* Exercise objective: Tally the lines in the entries below that contain the string "positive". Case counts. How many are there? Reply with the number alone.

* Data shown:

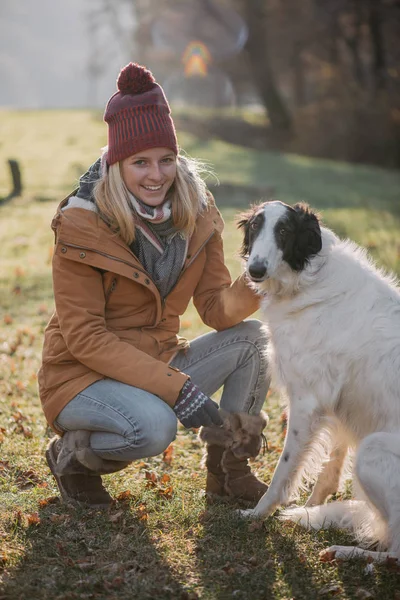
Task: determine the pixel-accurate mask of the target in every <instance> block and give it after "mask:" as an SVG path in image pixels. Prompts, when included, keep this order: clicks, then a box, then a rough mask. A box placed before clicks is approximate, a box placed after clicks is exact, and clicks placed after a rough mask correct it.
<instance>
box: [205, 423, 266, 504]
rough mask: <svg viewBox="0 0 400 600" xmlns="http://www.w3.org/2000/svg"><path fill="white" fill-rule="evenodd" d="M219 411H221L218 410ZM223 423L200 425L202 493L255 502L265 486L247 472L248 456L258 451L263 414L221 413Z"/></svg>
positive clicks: (260, 432) (259, 451)
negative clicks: (201, 439) (256, 415)
mask: <svg viewBox="0 0 400 600" xmlns="http://www.w3.org/2000/svg"><path fill="white" fill-rule="evenodd" d="M221 412H222V411H221ZM223 419H224V425H223V427H203V428H202V430H201V431H200V438H201V439H202V440H203V441H205V442H207V453H206V460H205V465H206V467H207V480H206V494H207V497H208V498H209V499H210V500H212V498H213V497H215V496H219V497H230V498H235V499H238V500H239V499H240V500H244V501H247V502H252V503H256V502H258V500H259V499H260V498H261V496H262V495H263V494H264V493H265V492H266V491H267V489H268V486H267V485H266V484H265V483H263V482H262V481H260V480H259V479H257V477H256V476H255V475H254V474H253V473H252V472H251V468H250V465H249V464H248V459H249V458H250V457H255V456H257V454H258V453H259V452H260V449H261V446H262V441H263V436H262V431H263V429H264V427H265V426H266V424H267V417H266V415H264V414H263V413H262V414H261V415H260V416H254V415H248V414H247V413H246V414H241V413H225V412H223Z"/></svg>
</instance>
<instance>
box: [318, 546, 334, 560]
mask: <svg viewBox="0 0 400 600" xmlns="http://www.w3.org/2000/svg"><path fill="white" fill-rule="evenodd" d="M318 556H319V560H320V561H321V562H332V561H333V560H335V557H336V552H335V550H328V549H326V550H321V552H320V553H319V555H318Z"/></svg>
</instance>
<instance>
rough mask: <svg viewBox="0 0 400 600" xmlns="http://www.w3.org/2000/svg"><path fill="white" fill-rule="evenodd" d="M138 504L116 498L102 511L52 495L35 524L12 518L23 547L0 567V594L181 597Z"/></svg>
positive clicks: (35, 599)
mask: <svg viewBox="0 0 400 600" xmlns="http://www.w3.org/2000/svg"><path fill="white" fill-rule="evenodd" d="M136 505H137V506H140V505H141V503H140V501H137V502H136ZM137 506H136V507H135V501H131V502H130V503H123V504H122V503H119V505H118V503H117V505H116V506H115V507H113V508H111V509H110V511H104V512H103V511H98V510H85V509H81V508H74V507H70V506H65V505H61V504H60V502H59V501H58V499H57V501H56V502H55V503H51V504H49V505H47V506H46V507H44V508H41V509H40V511H39V513H38V517H39V519H40V522H39V523H38V524H35V523H32V524H30V525H29V524H28V525H27V523H26V516H25V522H24V523H21V522H19V523H18V522H16V523H15V524H14V527H15V530H17V529H19V536H20V538H23V543H24V546H25V548H26V552H25V554H24V556H23V558H22V559H21V561H20V562H19V563H18V565H17V566H15V568H6V570H5V571H4V574H3V578H2V580H1V581H2V585H1V588H0V589H1V593H0V597H1V599H2V600H27V599H30V600H31V599H32V600H33V599H35V600H45V599H46V600H47V599H49V600H50V599H51V600H79V599H89V598H94V599H108V600H109V599H118V600H122V599H126V600H128V599H129V600H130V599H132V598H140V599H143V600H147V599H149V600H150V599H151V600H153V599H154V598H161V599H163V600H170V599H171V600H172V599H182V600H186V599H187V598H188V596H187V593H186V592H185V590H184V588H183V587H182V586H181V584H180V583H178V582H177V581H176V580H175V578H174V577H173V575H172V574H171V571H170V569H169V567H168V565H167V564H166V561H165V560H164V559H163V558H162V557H161V556H160V554H159V553H158V551H157V549H156V547H155V543H154V540H153V539H152V537H151V534H150V531H149V529H148V527H147V524H146V521H145V519H144V518H143V515H145V513H144V512H143V511H142V513H141V517H142V520H141V519H140V517H138V511H137ZM21 518H22V517H21Z"/></svg>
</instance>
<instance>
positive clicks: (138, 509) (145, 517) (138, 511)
mask: <svg viewBox="0 0 400 600" xmlns="http://www.w3.org/2000/svg"><path fill="white" fill-rule="evenodd" d="M137 512H138V517H139V521H147V519H148V518H149V513H148V512H147V507H146V505H145V504H144V503H142V504H139V506H138V507H137Z"/></svg>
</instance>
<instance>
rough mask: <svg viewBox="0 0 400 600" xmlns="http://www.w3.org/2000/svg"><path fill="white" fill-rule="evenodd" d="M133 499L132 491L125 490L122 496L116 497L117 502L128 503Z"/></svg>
mask: <svg viewBox="0 0 400 600" xmlns="http://www.w3.org/2000/svg"><path fill="white" fill-rule="evenodd" d="M131 498H132V492H131V491H130V490H125V492H121V493H120V494H118V496H117V497H116V500H118V502H126V501H127V500H130V499H131Z"/></svg>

* Result: 3